■ Records supplied ■

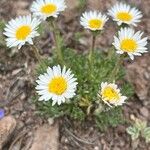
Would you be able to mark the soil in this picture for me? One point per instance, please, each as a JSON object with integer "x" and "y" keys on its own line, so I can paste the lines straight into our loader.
{"x": 17, "y": 81}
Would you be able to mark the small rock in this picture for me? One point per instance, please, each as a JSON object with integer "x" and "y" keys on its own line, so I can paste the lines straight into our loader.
{"x": 7, "y": 126}
{"x": 144, "y": 111}
{"x": 121, "y": 129}
{"x": 51, "y": 121}
{"x": 46, "y": 138}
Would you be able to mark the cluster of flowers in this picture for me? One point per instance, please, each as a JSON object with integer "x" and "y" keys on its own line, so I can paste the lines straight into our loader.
{"x": 59, "y": 84}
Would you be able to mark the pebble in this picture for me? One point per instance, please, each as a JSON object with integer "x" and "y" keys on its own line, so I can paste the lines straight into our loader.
{"x": 144, "y": 112}
{"x": 7, "y": 127}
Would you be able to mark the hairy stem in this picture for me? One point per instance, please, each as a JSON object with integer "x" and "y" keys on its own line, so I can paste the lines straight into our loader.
{"x": 36, "y": 52}
{"x": 57, "y": 42}
{"x": 92, "y": 49}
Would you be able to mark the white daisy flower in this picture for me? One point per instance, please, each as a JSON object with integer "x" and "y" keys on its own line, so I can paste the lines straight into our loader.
{"x": 93, "y": 20}
{"x": 131, "y": 42}
{"x": 123, "y": 13}
{"x": 110, "y": 94}
{"x": 21, "y": 30}
{"x": 47, "y": 8}
{"x": 57, "y": 85}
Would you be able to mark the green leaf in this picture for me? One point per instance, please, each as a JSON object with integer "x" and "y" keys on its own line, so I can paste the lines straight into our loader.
{"x": 134, "y": 132}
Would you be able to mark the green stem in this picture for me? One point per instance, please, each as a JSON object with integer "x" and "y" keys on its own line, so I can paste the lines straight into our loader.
{"x": 36, "y": 52}
{"x": 57, "y": 43}
{"x": 92, "y": 50}
{"x": 116, "y": 68}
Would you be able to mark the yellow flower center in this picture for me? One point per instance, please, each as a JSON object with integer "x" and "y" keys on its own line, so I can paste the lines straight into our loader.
{"x": 23, "y": 32}
{"x": 124, "y": 16}
{"x": 128, "y": 45}
{"x": 49, "y": 8}
{"x": 95, "y": 23}
{"x": 110, "y": 94}
{"x": 57, "y": 85}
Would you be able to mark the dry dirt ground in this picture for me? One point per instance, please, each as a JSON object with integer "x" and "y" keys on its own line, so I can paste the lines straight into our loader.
{"x": 17, "y": 85}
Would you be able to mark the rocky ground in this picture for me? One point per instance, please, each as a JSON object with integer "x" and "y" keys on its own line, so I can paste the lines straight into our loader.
{"x": 25, "y": 129}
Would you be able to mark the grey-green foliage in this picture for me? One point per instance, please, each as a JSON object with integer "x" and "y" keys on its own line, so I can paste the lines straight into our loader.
{"x": 139, "y": 128}
{"x": 2, "y": 25}
{"x": 89, "y": 79}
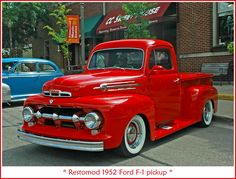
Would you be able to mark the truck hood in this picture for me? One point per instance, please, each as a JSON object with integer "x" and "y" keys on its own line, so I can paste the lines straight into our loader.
{"x": 94, "y": 83}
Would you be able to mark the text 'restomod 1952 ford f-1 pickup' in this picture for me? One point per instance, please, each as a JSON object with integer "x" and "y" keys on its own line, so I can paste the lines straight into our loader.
{"x": 130, "y": 91}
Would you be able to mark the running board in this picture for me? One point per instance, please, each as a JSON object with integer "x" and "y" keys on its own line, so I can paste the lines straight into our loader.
{"x": 173, "y": 127}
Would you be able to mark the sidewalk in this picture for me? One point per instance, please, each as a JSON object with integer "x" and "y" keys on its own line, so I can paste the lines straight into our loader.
{"x": 226, "y": 101}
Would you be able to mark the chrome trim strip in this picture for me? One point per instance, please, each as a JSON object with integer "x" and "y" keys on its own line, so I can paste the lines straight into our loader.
{"x": 60, "y": 143}
{"x": 58, "y": 117}
{"x": 129, "y": 85}
{"x": 60, "y": 94}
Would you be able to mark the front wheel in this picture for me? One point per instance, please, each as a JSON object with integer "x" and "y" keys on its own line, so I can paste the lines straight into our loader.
{"x": 134, "y": 137}
{"x": 207, "y": 114}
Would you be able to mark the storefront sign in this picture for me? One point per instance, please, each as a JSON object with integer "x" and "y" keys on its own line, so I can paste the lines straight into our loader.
{"x": 112, "y": 21}
{"x": 73, "y": 29}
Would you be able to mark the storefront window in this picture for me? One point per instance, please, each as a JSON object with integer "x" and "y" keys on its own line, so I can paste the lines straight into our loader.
{"x": 225, "y": 23}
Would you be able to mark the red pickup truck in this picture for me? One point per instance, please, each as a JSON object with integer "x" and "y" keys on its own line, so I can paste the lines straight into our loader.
{"x": 130, "y": 90}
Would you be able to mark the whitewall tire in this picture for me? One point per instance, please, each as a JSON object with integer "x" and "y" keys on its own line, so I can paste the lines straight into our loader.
{"x": 207, "y": 114}
{"x": 134, "y": 137}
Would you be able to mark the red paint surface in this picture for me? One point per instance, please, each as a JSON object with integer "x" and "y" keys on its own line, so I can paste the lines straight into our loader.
{"x": 163, "y": 97}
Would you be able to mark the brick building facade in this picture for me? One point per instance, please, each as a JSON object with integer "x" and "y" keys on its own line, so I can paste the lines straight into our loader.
{"x": 193, "y": 34}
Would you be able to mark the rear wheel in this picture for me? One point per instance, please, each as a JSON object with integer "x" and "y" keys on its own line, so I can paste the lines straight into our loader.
{"x": 207, "y": 114}
{"x": 134, "y": 137}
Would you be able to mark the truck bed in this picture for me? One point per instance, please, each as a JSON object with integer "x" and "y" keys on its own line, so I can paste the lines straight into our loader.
{"x": 194, "y": 76}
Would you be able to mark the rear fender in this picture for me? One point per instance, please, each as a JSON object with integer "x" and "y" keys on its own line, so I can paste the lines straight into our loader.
{"x": 123, "y": 109}
{"x": 195, "y": 98}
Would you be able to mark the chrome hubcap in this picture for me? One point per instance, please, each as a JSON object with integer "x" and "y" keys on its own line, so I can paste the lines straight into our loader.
{"x": 133, "y": 134}
{"x": 207, "y": 112}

■ Aim of the task ■
Every record must be copied exactly, with the pictures left out.

■ Answer ■
Would you be able to mark the soil in this picture for me? One point per instance, please, each as a JSON object with integer "x" and "y" keys on its own line, so I can paste the lines straight into our loader.
{"x": 17, "y": 81}
Would you be able to mark the small rock in this picture for me? One point per instance, please, each as a JSON object with integer "x" and "y" keys on its own line, so I can paste the lines straight into our loader.
{"x": 7, "y": 126}
{"x": 144, "y": 111}
{"x": 121, "y": 129}
{"x": 51, "y": 121}
{"x": 46, "y": 138}
Would you be able to mark the cluster of flowers in this picture for me? One point per instance, please, each as a JSON object with integer "x" and "y" keys on its own line, so I can paste the lines straight into our loader.
{"x": 59, "y": 84}
Would you be able to mark the pebble in this picture for me? One point per instance, please, each as a JSON object with integer "x" and "y" keys on its own line, so I can paste the lines straight into our loader.
{"x": 144, "y": 112}
{"x": 7, "y": 127}
Would you be able to mark the hairy stem in this picture for me? One point per instance, please, each as a JSON object with integer "x" and "y" keys on its own line, so I can paste the lines straight into our loader.
{"x": 36, "y": 52}
{"x": 57, "y": 42}
{"x": 92, "y": 49}
Would you be able to mark the white daisy flower in this picture for me? One point per instance, please, each as a JSON object with integer "x" and "y" keys on its own line, so I can paste the lines straight into our loader.
{"x": 93, "y": 20}
{"x": 131, "y": 42}
{"x": 123, "y": 13}
{"x": 110, "y": 94}
{"x": 21, "y": 30}
{"x": 47, "y": 8}
{"x": 57, "y": 85}
Would you be able to mark the green leaf in this picture for me? One point per instance, please, each as a JSON object with integer "x" and "y" keys on its own line, so I can paste the lines straight into our loader.
{"x": 134, "y": 132}
Would you be able to mark the green stem in this picture for me? One point per instance, please, each as a JSON object with integer "x" and "y" keys on its own line, so I can paste the lines straight into our loader.
{"x": 36, "y": 52}
{"x": 57, "y": 43}
{"x": 92, "y": 50}
{"x": 116, "y": 68}
Would you be able to mark the yellow flower center in this picture for me? One point per instance, please, each as a JSON object with integer "x" and "y" keys on its own line, so I can paste the lines straight into our loader.
{"x": 23, "y": 32}
{"x": 124, "y": 16}
{"x": 128, "y": 45}
{"x": 49, "y": 8}
{"x": 95, "y": 23}
{"x": 110, "y": 94}
{"x": 57, "y": 85}
Would you be able to mark the dry dirt ground in this picture for me? One point per instance, please, each as a JSON object with integer "x" and "y" keys on its own line, so I can paste the lines straight into our loader.
{"x": 17, "y": 85}
Would you be able to mark the rocky ground in this picture for me? One point per instance, please, each as a JSON object with integer "x" and "y" keys on its own line, so I can paste the lines straight into our loader.
{"x": 25, "y": 129}
Would you be able to mark the grey-green foliage in this picture for me? One point per instance, please, each as a JSON object with integer "x" and "y" keys on its own line, so I can paste the lines straight into our loader.
{"x": 139, "y": 128}
{"x": 2, "y": 25}
{"x": 89, "y": 79}
Would you be able to mark the truck hood in this picture for me? One point per instance, please, each as a JSON object with integer "x" and "y" keys on its own line, so I can paste the lines straight into our loader.
{"x": 94, "y": 83}
Would you be able to mark the text 'restomod 1952 ford f-1 pickup' in this picture for me? One point per instance, please, each as a JSON object with integer "x" and "y" keys on its own line, so I can paste the lines straight into our loader.
{"x": 130, "y": 91}
Would you be able to mark the running board in this picture for me? One point per instance, please, each as a JSON object with integer "x" and "y" keys on its own line, so I can paste the lines straight into our loader.
{"x": 173, "y": 127}
Would you be able to mark the sidewalk in this picture for me? One point per instance, please, each as a JSON object with integer "x" and "y" keys on its own line, so I can paste the lines straight into our loader.
{"x": 226, "y": 101}
Would you be able to mark the chrome trim strip in this picture for me? One point per instance, please, each as a JSON object with integer "x" and "y" keys on its own line, so I can paste the lines straight into our loader.
{"x": 60, "y": 143}
{"x": 58, "y": 117}
{"x": 129, "y": 85}
{"x": 60, "y": 94}
Would you be able to mark the front wheel in this picture for me? One point per instance, please, each as a JSON object with integer "x" and "y" keys on its own line, so I can paste the lines straight into our loader.
{"x": 134, "y": 137}
{"x": 207, "y": 114}
Would you be able to mark the storefront sign in this picture for me? One point per instance, please, each as a JSON object with integer "x" and "y" keys on its own line, so I can paste the lines straight into our loader.
{"x": 112, "y": 21}
{"x": 73, "y": 29}
Would you be able to mark the storefront window in this picture for me? One point per instance, please, each as a JSON object with integer "x" and "y" keys on its own line, so I can paste the lines straight into our loader.
{"x": 225, "y": 23}
Would you be able to mark the red pickup truck in this picture for me? One point per instance, please, each as a JSON object with integer "x" and "y" keys on its own line, so I can paste the lines straight into our loader.
{"x": 130, "y": 90}
Would you be able to mark the whitewall tire in this picture for me? One point per instance, please, each as a JSON object with integer "x" and "y" keys on its own line, so I can paste the lines straight into our loader.
{"x": 207, "y": 114}
{"x": 134, "y": 137}
Would you be able to mark the red paint surface in this picture for me? One point per instance, please, each as a JSON object with integer "x" and "y" keys on its own line, so I can paste the lines straight into our loader.
{"x": 163, "y": 97}
Would you be able to mark the brick building facade in this picture for me? One point per instance, please, each as a JSON object with integer "x" and "y" keys on its own line, so I can paste the lines straight into our loader.
{"x": 193, "y": 34}
Would you be able to mark the rear wheel in this picture for me? One point per instance, please, each as a JSON object with integer "x" and "y" keys on its own line, so I can paste the lines straight into our loader.
{"x": 207, "y": 114}
{"x": 134, "y": 137}
Would you be able to mark the truck bed in this picture for me? One point per instance, please, each as a JSON object with integer "x" and "y" keys on its own line, so I can paste the lines straight into our loader.
{"x": 194, "y": 76}
Would you be able to mark the rear fender in this picture for me? One point per instance, please, each as a JSON object with integer "x" and "y" keys on its own line, so I can paste the lines straight into our loader.
{"x": 123, "y": 109}
{"x": 195, "y": 98}
Would you be able to mark the chrome hubcap in this picture for me? One point per instance, please, each as a JSON object with integer "x" and "y" keys on its own line, so I can paste the lines straight into our loader.
{"x": 133, "y": 134}
{"x": 207, "y": 112}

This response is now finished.